Go through the lines below and copy each one that holds the string "outstretched".

(DATA SUPPLIED Opens)

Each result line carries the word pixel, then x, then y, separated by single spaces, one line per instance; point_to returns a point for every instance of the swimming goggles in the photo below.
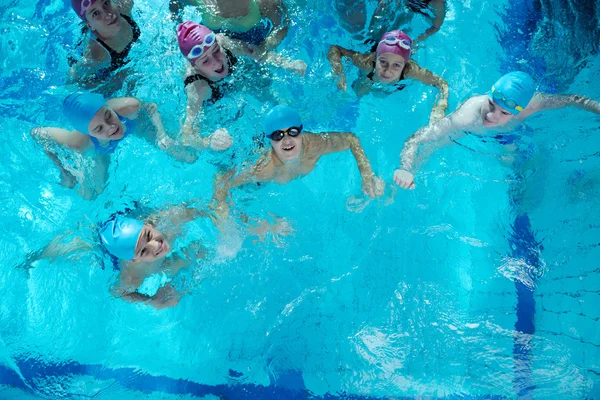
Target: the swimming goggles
pixel 392 40
pixel 498 95
pixel 85 4
pixel 292 132
pixel 198 49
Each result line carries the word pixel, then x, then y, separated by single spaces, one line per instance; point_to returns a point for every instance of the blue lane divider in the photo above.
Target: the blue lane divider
pixel 289 388
pixel 521 20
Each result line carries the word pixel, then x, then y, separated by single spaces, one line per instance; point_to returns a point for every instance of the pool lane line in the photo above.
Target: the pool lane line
pixel 521 19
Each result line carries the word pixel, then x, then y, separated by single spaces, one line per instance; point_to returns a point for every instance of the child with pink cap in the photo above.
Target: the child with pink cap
pixel 112 34
pixel 211 62
pixel 389 63
pixel 144 251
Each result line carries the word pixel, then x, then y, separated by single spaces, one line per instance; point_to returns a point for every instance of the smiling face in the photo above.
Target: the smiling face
pixel 213 63
pixel 389 67
pixel 288 148
pixel 151 245
pixel 103 18
pixel 106 125
pixel 493 115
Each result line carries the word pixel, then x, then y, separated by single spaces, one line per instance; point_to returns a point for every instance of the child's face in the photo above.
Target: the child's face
pixel 213 63
pixel 106 125
pixel 288 148
pixel 151 245
pixel 389 67
pixel 104 18
pixel 493 115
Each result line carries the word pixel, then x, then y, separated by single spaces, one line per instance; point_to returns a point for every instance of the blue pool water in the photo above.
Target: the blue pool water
pixel 481 283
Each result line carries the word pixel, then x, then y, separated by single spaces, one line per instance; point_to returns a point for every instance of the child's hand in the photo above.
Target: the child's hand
pixel 341 83
pixel 373 186
pixel 297 66
pixel 164 141
pixel 404 179
pixel 280 228
pixel 220 140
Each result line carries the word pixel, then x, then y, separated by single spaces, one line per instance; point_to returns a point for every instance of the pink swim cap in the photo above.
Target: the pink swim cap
pixel 396 42
pixel 81 6
pixel 190 34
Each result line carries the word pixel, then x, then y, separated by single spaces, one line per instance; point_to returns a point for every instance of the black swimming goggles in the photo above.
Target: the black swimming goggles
pixel 291 131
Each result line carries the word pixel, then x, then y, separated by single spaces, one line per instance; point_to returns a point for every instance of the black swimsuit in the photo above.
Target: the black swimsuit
pixel 218 89
pixel 117 59
pixel 399 86
pixel 419 6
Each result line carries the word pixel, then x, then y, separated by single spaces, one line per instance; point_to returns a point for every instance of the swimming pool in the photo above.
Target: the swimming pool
pixel 415 297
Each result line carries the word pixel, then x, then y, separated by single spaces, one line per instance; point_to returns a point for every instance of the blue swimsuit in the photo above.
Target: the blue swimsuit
pixel 112 145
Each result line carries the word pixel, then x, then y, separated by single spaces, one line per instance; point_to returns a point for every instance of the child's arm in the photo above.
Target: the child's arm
pixel 262 171
pixel 276 11
pixel 545 101
pixel 334 142
pixel 429 78
pixel 335 55
pixel 57 248
pixel 439 13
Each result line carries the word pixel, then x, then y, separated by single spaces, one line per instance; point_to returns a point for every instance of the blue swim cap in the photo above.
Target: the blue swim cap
pixel 81 107
pixel 513 91
pixel 120 236
pixel 281 117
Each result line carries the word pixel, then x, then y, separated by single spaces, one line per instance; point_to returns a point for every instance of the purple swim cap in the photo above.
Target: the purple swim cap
pixel 396 42
pixel 81 6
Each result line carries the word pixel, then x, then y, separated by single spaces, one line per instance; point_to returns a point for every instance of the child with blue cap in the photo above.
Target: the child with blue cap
pixel 510 101
pixel 294 153
pixel 99 126
pixel 141 251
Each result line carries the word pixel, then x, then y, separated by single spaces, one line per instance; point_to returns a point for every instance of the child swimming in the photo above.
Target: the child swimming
pixel 210 62
pixel 100 125
pixel 294 154
pixel 390 64
pixel 142 251
pixel 256 26
pixel 511 100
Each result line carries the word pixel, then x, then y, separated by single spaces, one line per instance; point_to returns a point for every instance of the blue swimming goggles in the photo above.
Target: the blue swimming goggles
pixel 498 95
pixel 292 132
pixel 198 49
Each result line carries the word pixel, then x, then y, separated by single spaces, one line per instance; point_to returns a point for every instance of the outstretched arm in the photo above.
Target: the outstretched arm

(DATA SUPPLIED Closes)

# ANSWER SPACE
Each result line carries the word pixel, then x, then y, separated by single spaces, one line per instance; point_to returns a point for every instance of the outstretched arm in the photo above.
Target: the outstretched arm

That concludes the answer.